**Description of the task**
Could you please find each line in the records that contains the word "below" and copy it?
● ● ● ●
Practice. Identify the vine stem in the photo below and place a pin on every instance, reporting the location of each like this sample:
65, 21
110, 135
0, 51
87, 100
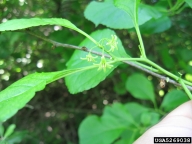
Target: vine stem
185, 88
128, 61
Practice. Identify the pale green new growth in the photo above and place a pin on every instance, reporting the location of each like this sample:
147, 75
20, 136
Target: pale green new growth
112, 43
89, 58
104, 64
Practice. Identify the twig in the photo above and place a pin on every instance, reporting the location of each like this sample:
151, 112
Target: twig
107, 56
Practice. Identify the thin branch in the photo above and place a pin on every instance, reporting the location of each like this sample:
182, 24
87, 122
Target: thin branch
56, 44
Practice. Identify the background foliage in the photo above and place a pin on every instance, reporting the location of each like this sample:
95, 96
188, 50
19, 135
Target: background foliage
54, 115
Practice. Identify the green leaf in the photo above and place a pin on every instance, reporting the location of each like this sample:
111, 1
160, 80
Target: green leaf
19, 93
140, 87
128, 136
189, 2
104, 130
1, 130
88, 79
130, 7
173, 99
110, 14
156, 25
9, 130
145, 118
119, 112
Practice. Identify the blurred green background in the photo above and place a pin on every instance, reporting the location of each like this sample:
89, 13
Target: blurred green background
53, 115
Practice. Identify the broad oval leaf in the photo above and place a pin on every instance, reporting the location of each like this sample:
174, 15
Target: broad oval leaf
19, 93
108, 14
140, 87
9, 131
88, 79
173, 99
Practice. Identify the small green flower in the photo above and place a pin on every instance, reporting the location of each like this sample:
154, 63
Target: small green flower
89, 58
104, 64
113, 43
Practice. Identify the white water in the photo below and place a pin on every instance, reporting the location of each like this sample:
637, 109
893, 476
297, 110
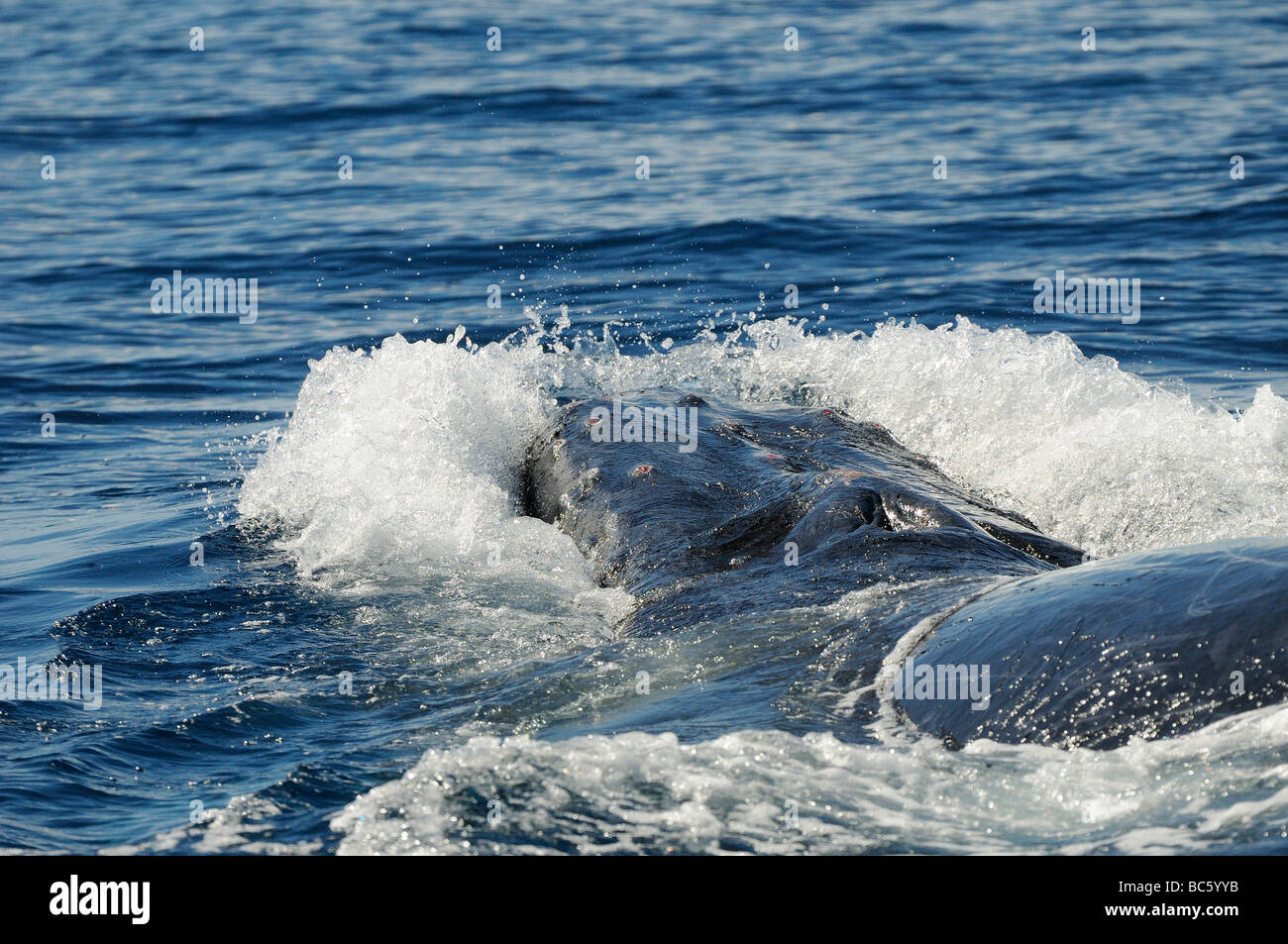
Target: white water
404, 462
410, 454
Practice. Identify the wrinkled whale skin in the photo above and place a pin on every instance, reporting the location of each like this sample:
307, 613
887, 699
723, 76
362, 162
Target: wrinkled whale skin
1078, 656
858, 506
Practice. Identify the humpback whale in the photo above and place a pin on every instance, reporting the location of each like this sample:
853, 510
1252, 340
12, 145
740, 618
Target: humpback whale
706, 509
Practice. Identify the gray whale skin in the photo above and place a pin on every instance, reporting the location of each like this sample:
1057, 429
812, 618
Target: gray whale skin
760, 509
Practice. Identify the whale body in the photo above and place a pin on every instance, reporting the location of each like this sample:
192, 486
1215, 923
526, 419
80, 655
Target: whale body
706, 509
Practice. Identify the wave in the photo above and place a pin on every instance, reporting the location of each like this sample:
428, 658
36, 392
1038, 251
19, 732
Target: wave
410, 455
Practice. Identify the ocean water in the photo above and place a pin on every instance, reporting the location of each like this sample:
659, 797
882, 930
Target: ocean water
377, 652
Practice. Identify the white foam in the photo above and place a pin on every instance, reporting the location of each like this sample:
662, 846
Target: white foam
636, 792
411, 454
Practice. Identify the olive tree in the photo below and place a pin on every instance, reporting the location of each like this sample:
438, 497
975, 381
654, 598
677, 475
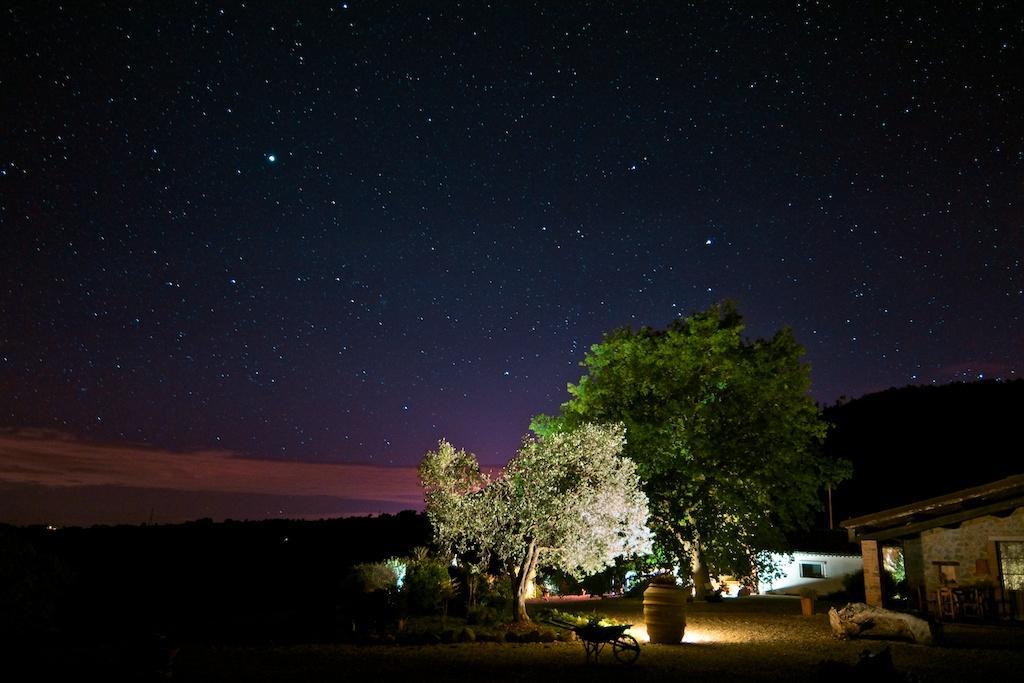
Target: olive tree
566, 500
723, 431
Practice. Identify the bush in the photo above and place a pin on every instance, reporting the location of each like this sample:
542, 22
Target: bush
371, 577
427, 584
853, 585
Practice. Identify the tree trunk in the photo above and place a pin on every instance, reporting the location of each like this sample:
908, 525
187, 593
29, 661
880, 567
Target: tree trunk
521, 577
700, 574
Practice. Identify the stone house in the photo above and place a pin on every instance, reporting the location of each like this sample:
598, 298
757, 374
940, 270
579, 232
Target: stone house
963, 553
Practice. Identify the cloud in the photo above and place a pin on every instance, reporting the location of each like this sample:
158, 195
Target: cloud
71, 470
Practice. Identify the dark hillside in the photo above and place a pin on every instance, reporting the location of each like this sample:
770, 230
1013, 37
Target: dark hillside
915, 442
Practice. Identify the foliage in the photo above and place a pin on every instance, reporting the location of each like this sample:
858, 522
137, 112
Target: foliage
853, 586
427, 585
566, 500
722, 430
370, 577
577, 619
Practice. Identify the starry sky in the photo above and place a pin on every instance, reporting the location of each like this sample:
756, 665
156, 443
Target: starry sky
330, 232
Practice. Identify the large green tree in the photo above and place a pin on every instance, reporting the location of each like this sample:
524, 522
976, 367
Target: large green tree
723, 432
567, 500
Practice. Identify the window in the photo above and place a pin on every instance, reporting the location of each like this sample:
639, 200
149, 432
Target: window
812, 569
1012, 564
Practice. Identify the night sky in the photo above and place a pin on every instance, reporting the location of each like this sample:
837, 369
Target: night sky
334, 232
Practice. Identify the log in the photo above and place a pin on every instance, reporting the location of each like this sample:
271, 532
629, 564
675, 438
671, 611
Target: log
860, 621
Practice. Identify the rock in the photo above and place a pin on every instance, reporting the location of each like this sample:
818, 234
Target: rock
860, 621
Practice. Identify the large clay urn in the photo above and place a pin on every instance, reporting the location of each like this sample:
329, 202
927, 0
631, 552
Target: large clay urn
665, 611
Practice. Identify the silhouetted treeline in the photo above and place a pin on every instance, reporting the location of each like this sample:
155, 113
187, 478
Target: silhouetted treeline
254, 582
916, 442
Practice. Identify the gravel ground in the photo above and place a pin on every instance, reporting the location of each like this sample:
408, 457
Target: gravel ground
752, 639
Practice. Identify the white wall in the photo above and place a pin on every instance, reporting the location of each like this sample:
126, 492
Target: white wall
835, 566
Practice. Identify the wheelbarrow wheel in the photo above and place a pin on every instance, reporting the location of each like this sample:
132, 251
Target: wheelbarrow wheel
626, 649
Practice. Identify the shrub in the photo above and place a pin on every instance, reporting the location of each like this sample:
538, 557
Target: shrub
854, 586
427, 584
371, 577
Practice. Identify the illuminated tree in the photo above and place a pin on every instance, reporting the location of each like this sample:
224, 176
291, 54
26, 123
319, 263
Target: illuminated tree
567, 500
722, 430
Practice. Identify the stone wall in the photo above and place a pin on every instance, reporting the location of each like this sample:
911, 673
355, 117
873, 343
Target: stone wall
966, 545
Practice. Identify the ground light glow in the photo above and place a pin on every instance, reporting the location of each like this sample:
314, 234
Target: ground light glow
692, 636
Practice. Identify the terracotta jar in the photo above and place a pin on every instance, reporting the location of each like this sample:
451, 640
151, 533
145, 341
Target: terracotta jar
665, 612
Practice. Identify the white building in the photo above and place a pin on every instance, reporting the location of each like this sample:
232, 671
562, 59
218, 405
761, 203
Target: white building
819, 570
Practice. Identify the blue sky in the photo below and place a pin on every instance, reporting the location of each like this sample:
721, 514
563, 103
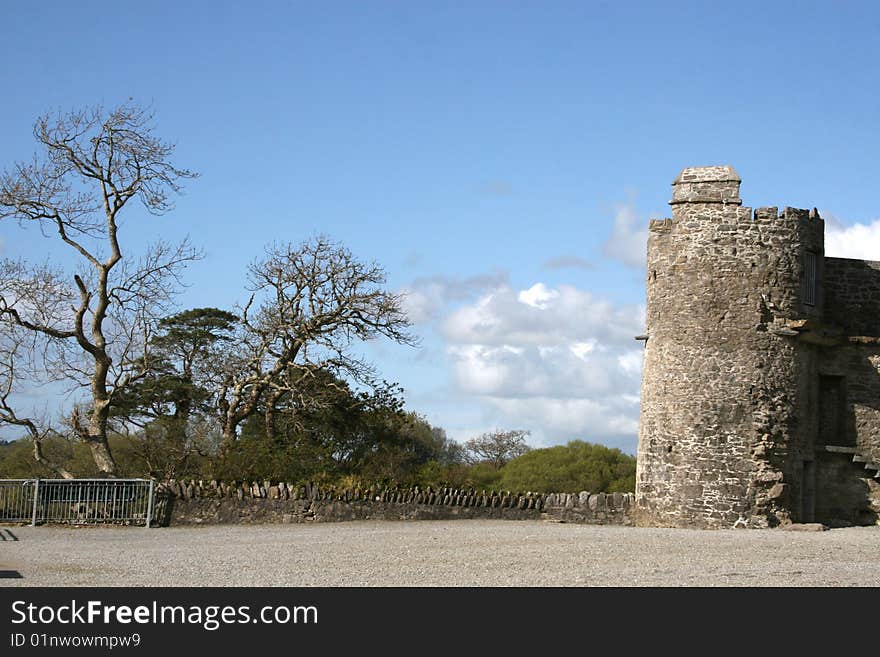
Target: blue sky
499, 159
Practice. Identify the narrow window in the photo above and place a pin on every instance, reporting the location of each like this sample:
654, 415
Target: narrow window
810, 278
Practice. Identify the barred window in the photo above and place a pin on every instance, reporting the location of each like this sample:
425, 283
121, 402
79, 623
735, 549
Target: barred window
810, 278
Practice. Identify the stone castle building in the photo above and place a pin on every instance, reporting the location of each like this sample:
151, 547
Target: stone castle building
761, 379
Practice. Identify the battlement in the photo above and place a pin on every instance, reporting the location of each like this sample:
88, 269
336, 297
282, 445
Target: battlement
746, 216
715, 184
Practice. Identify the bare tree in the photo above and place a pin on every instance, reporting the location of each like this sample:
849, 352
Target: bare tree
497, 447
92, 325
16, 359
310, 304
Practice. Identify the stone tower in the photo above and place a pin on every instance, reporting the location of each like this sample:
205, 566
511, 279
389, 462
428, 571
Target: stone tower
727, 364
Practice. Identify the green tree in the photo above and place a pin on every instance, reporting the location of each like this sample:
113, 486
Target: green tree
497, 447
570, 468
172, 402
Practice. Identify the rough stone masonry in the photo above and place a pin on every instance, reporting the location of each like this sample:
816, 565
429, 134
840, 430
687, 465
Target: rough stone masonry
760, 400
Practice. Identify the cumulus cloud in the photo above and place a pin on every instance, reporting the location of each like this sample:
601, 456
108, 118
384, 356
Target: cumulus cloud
860, 241
426, 298
629, 238
568, 262
544, 316
559, 361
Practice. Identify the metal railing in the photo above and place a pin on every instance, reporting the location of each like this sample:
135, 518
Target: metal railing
77, 501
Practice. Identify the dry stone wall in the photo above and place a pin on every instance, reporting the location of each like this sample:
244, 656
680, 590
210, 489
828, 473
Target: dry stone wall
188, 503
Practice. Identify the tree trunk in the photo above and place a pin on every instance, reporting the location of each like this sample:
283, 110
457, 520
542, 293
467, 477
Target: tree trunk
101, 454
40, 458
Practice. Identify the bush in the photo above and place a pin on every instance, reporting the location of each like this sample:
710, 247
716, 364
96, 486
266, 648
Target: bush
571, 468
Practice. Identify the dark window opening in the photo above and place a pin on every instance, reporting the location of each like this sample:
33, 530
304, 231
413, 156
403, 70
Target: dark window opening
810, 278
832, 412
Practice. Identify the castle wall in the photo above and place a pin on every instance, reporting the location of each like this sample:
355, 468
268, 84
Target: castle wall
859, 365
719, 439
852, 295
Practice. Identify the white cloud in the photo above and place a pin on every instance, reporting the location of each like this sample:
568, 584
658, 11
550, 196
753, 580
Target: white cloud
569, 262
860, 241
425, 299
537, 296
629, 238
558, 361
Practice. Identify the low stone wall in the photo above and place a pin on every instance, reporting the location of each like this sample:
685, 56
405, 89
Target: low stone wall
189, 503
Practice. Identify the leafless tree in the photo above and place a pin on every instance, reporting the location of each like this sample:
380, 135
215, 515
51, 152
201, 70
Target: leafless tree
16, 366
310, 304
497, 447
92, 325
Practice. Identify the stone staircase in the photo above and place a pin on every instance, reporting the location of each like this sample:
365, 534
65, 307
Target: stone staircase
872, 467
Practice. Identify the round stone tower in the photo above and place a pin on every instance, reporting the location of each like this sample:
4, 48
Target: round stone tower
727, 292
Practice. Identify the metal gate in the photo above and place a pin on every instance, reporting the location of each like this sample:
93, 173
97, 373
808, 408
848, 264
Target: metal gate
77, 501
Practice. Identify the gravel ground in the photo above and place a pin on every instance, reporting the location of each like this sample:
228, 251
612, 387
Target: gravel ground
437, 553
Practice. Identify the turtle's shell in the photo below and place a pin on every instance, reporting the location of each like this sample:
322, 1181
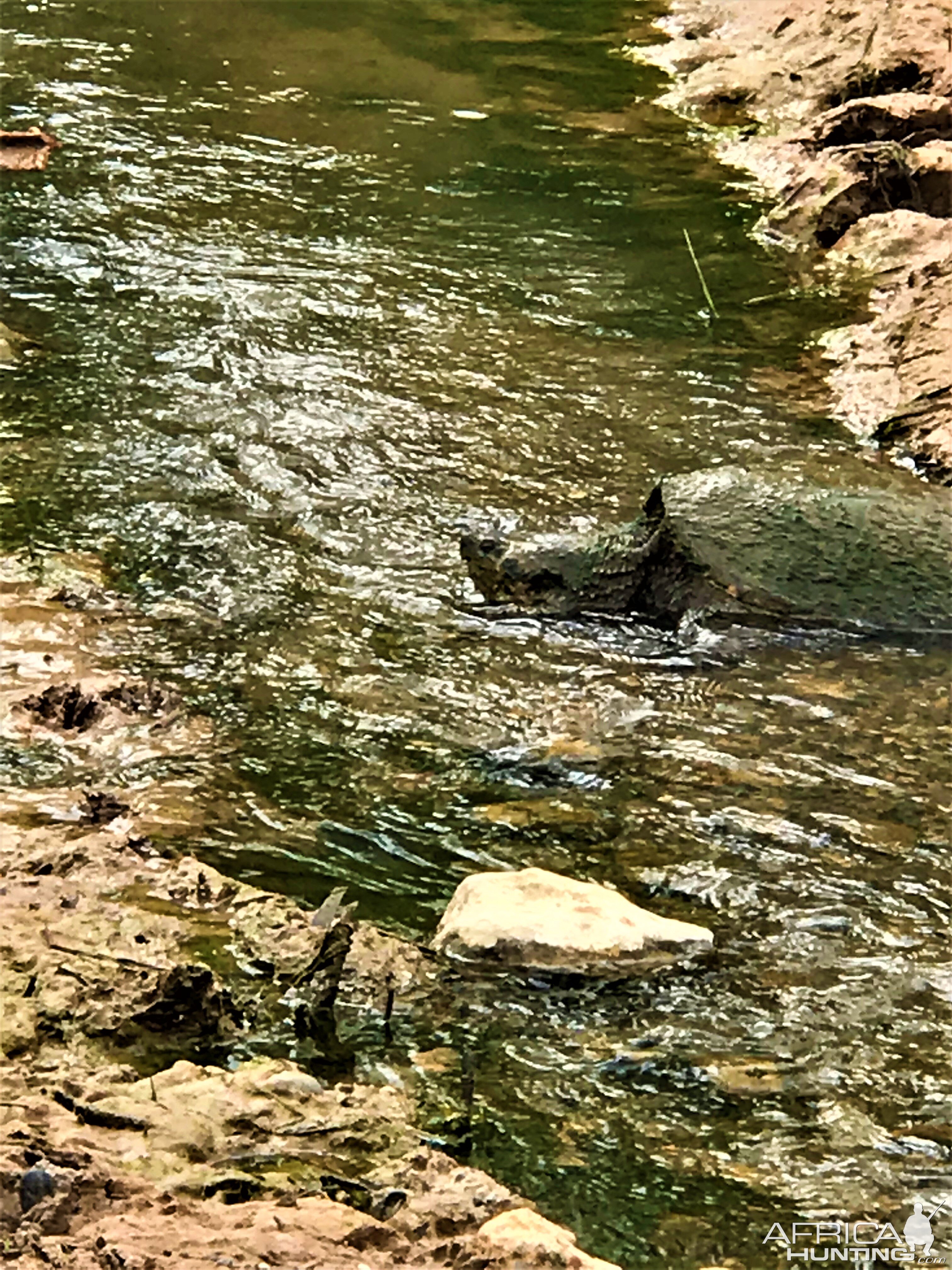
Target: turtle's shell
870, 557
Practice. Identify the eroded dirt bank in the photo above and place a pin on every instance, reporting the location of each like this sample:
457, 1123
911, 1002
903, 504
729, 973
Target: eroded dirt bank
134, 981
843, 115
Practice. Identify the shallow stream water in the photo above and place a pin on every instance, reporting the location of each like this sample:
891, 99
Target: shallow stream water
314, 281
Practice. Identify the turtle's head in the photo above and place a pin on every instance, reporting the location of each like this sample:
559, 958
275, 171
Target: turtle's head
530, 575
483, 548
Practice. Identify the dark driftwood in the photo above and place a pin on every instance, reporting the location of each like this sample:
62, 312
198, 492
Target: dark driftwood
27, 152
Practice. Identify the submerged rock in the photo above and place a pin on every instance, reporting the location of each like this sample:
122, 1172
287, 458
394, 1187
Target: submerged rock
539, 919
525, 1239
745, 545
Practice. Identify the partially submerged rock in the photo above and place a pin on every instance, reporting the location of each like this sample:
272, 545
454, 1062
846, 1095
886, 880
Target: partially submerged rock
526, 1239
534, 918
845, 118
745, 545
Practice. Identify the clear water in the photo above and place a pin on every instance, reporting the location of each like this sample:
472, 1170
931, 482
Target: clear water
311, 283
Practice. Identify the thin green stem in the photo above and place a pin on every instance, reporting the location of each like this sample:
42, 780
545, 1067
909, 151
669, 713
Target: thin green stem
704, 285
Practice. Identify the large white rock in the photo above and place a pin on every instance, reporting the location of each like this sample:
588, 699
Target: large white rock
539, 919
522, 1238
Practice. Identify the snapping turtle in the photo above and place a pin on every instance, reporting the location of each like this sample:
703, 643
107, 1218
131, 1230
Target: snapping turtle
735, 543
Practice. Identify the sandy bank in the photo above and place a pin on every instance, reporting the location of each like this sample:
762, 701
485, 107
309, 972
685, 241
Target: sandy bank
842, 112
134, 981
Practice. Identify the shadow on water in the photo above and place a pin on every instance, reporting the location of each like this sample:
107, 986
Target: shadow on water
311, 283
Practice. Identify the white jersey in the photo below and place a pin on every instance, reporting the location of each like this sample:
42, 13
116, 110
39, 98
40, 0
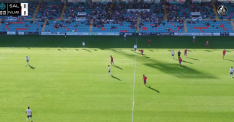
● ● ● ●
**Response box**
Practice. Identify the vine stem in the photo below and place a pin on every instance, reporting the location of each like this sample:
Practice. Identify the white water in the photo below and place a pin on every instance, reporting the location of each like this sample:
Practice. Identify the olive tree in the photo below and place a pin on every instance, reporting the location of each like this sample:
Practice. Identify the blue sky in the photo below and place a pin on every instance, reporting the location of each like this sample:
Practice. Identify the turtle's shell in the photo below and place a pin on every instance, reporting the location of each like this sample:
Practice. Identify the white jersey in the photo below and place a pin on every instance, reporting the location of each like this sample:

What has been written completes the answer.